2. Build the `mlp` classifier as a `nn.Sequential` stack of fully connected layers and ReLU activations, with the sizes shown in the figure above: [120, 84, 10]. Plug the appropriate output activation in the end to do multi-class classification.
3. Remember to "flatten" the feature maps coming out of the second `ConvBlock` and connect them to the output `mlp` to build the classifier in the `forward` function. This has to be done because fully connected layers (`Linear`) only accept features without any spatial dimension. Hence, all these spatial dimensions and channels are unrolled into single vectors, one per batch sample. **HINT: Remember the `.view()` operator to change tensors shape!**


In [None]:
class PseudoLeNet(nn.Module):

  def __init__(self):
    super().__init__()
    # TODO: Define the padding
    self.pad = nn.ConstantPad2d(2, 0)
    self.conv1 = ConvBlock(1, 6, 5)
    self.conv2 = ConvBlock(6, 16, 5)
    # TODO: Define the MLP at the deepest layers
    self.mlp = nn.Sequential(
        # nn.Flatten(start_dim=1),
        nn.Linear(5*16*16, 120),
        nn.ReLU(),
        nn.Linear(120, 84),
        nn.ReLU(),
        nn.Linear(84, 10),
    )

  def forward(self, x):
    # x  [1, 28, 28] 
    x = self.pad(x)  # [1, 32, 32] 
    x = self.conv1(x)  # [6, 14, 14] 
    x = self.conv2(x)  # [16, 5, 5] 
    # Obtain the parameters of the tensor in terms of:
    # 1) batch size
    # 2) number of channels
    # 3) spatial "height"
    # 4) spatial "width"
    bsz, nch, height, width = x.shape
    # TODO: Flatten the feature map with the view() operator 
    # within each batch sample  
    x = x.view(bsz, -1)
    y = self.mlp(x)
    return y

==========

-- INSTRUCTION 1 --
In the classifier exercise, why do the feature maps from the second `ConvBlock` have to be flattened before they go into the `mlp`?
-- INSTRUCTION 2 --
Reproduce the classifier exercise word for word, starting at "3. Remember to" and stopping after "self.pad = nn.ConstantPad2d(2, 0)".

==========

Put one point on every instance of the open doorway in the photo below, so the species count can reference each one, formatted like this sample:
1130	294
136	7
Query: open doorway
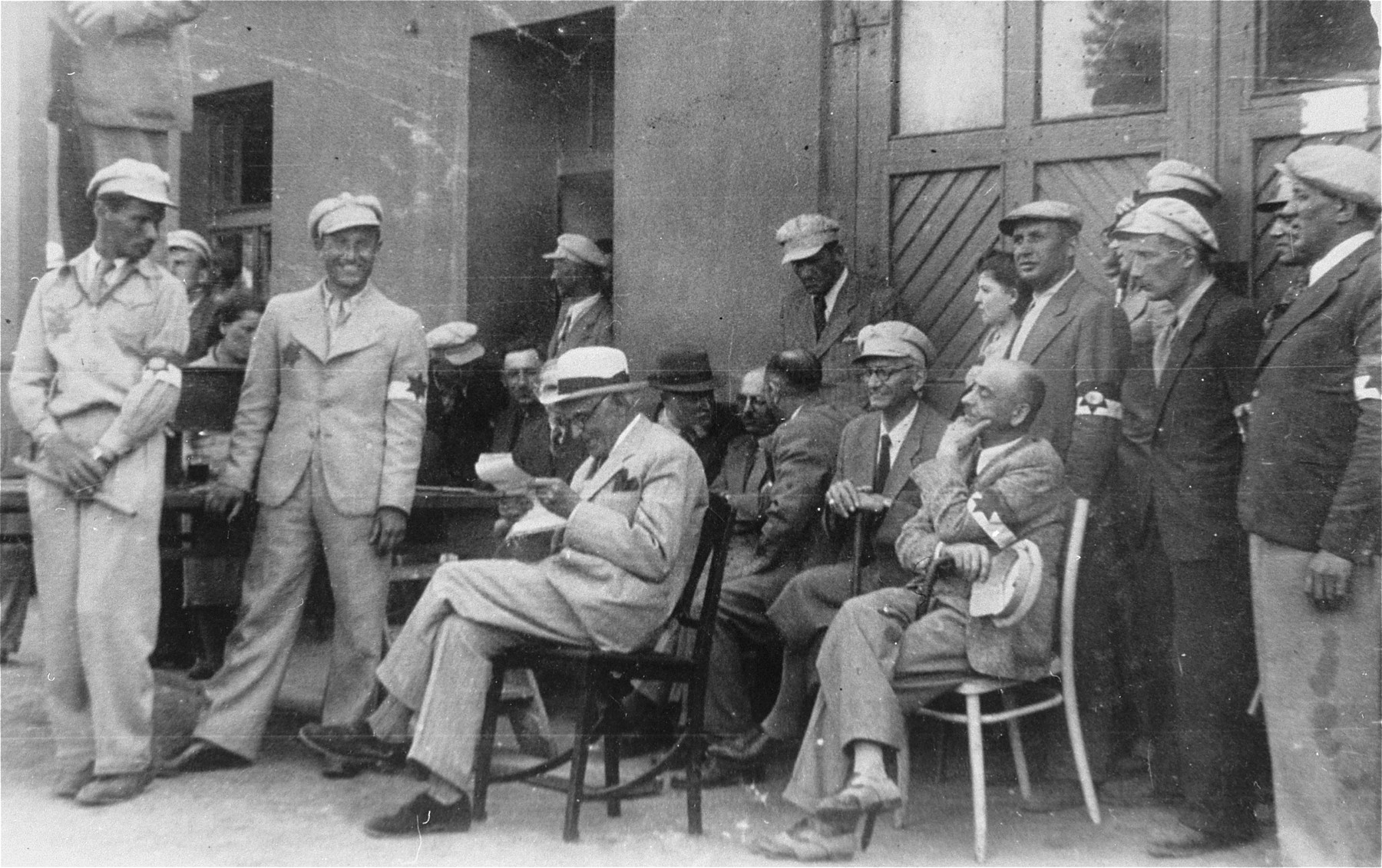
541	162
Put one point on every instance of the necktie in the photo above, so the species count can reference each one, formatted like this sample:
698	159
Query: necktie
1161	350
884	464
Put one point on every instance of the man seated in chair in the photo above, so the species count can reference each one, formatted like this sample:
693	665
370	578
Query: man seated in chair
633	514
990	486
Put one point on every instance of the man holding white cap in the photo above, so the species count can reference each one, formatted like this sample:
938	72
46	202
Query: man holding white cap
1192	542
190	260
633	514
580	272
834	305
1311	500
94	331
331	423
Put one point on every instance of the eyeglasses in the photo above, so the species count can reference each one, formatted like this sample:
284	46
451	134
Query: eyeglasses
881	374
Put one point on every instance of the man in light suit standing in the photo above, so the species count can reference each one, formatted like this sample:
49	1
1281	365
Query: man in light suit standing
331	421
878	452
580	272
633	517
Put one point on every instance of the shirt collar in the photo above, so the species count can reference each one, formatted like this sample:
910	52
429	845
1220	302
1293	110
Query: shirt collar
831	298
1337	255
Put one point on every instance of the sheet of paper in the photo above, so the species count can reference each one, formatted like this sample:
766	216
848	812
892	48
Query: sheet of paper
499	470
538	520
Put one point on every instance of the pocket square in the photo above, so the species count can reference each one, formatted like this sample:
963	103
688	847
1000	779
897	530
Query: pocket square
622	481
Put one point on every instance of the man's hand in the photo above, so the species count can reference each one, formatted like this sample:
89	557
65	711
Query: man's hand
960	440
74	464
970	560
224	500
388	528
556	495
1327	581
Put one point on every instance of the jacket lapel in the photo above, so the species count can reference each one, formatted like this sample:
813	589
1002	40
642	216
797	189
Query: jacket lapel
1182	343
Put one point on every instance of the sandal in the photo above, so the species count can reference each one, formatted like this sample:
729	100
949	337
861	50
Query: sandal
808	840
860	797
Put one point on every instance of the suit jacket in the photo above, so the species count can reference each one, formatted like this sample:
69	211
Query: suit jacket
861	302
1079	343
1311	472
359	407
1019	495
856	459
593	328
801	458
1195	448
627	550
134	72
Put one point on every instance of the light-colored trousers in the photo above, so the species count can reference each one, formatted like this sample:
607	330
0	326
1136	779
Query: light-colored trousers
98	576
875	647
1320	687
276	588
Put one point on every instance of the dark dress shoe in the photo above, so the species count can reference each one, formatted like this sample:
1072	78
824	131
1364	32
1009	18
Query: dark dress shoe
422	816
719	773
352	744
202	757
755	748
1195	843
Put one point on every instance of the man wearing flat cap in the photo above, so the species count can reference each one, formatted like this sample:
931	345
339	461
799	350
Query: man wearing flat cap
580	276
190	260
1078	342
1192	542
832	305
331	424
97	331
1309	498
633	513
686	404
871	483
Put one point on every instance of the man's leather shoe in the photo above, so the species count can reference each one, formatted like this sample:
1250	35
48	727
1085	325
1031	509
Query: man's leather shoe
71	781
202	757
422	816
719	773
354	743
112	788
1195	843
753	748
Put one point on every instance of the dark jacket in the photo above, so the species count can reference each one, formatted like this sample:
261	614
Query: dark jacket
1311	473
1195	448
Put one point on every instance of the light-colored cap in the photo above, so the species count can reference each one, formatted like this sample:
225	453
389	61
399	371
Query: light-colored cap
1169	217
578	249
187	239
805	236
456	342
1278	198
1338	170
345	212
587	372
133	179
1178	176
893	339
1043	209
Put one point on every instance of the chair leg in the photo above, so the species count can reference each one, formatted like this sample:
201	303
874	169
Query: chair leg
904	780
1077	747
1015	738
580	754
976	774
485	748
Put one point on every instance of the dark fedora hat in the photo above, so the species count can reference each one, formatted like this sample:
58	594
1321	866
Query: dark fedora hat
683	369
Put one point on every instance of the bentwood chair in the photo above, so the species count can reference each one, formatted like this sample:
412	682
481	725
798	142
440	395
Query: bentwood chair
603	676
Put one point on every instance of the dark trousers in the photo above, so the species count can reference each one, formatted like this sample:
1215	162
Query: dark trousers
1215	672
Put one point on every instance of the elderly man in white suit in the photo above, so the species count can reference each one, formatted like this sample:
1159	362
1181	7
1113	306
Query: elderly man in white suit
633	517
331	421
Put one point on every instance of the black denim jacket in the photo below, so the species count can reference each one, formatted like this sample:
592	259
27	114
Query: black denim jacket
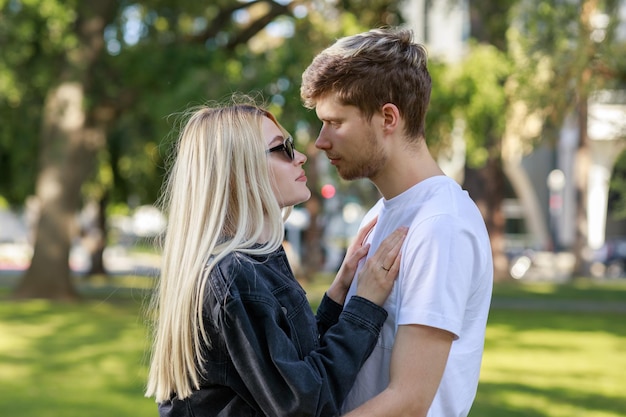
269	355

==========

-- CORRECT RESPONSE 1 --
Fully connected (`Linear`) layers accept only features that have no spatial dimension. The spatial dimensions and channels are therefore unrolled into single vectors, one per batch sample.

-- CORRECT RESPONSE 2 --
3. Remember to "flatten" the feature maps coming out of the second `ConvBlock` and connect them to the output `mlp` to build the classifier in the `forward` function. This has to be done because fully connected layers (`Linear`) only accept features without any spatial dimension. Hence, all these spatial dimensions and channels are unrolled into single vectors, one per batch sample. **HINT: Remember the `.view()` operator to change tensors shape!**


In [None]:
class PseudoLeNet(nn.Module):

  def __init__(self):
    super().__init__()
    # TODO: Define the padding
    self.pad = nn.ConstantPad2d(2, 0)